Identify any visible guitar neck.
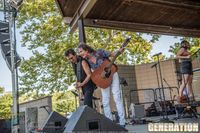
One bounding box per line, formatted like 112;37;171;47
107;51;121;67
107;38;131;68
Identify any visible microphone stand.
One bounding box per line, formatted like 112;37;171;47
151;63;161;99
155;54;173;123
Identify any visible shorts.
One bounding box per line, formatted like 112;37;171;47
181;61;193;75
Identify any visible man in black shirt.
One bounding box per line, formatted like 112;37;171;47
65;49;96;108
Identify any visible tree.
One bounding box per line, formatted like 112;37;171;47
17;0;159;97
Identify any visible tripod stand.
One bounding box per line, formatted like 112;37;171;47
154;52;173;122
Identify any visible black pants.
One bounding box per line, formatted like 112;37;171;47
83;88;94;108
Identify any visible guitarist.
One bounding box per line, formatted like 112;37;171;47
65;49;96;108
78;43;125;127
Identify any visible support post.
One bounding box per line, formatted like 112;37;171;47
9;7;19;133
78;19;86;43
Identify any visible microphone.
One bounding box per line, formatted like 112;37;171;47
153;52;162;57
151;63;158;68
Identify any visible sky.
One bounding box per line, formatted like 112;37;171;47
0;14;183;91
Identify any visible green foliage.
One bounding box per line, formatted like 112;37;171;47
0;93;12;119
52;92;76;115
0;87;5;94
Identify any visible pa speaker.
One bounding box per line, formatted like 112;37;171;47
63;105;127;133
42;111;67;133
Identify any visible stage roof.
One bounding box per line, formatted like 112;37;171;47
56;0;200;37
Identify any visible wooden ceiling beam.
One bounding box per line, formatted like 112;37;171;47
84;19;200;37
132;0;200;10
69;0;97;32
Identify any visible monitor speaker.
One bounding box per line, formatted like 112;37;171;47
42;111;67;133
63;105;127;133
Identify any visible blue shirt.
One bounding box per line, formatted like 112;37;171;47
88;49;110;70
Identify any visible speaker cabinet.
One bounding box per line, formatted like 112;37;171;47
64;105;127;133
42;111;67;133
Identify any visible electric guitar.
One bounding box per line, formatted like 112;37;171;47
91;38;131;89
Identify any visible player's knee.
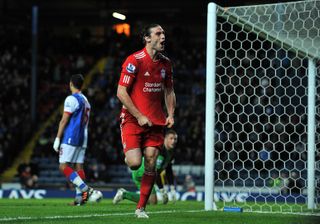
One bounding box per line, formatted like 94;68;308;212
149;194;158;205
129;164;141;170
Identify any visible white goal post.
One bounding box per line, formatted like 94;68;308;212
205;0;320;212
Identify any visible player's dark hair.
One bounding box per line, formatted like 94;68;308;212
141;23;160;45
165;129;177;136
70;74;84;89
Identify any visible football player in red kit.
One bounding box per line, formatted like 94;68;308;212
════
Do this. Rewrite the items above, starting at their beginning and ending with the line that contains "78;19;86;43", swapping each "Identify" for "Locate" and changing nothing else. Leave the pictures out of your answer.

Result of this task.
Locate any visible guitar neck.
One bounding box per line, formatted like 112;37;171;47
107;51;121;67
107;38;131;68
Locate any visible microphone stand.
One bounding box per line, formatted like 112;37;171;47
151;63;161;99
155;54;173;123
Locate any visible shorts.
One bounding box per line, formatted like 112;37;171;47
181;61;193;75
Locate any visible man in black shirt.
One bounding box per line, formatted like 112;37;171;47
65;49;96;108
Locate any visible tree.
One bounding box per line, formatted like 112;37;171;47
17;0;159;97
Locate any visible tripod stand.
One bounding box per line, formatted like 112;37;171;47
154;52;173;122
Locate any visible black pants.
One bounding box per line, formatted like 112;37;171;47
83;88;94;108
Locate any visible guitarist.
One bounding box per line, formatted like 112;37;171;47
65;49;96;108
78;43;125;127
Locate any visible support post.
One bounding box per line, formatted like 112;37;171;47
9;7;19;133
78;19;86;43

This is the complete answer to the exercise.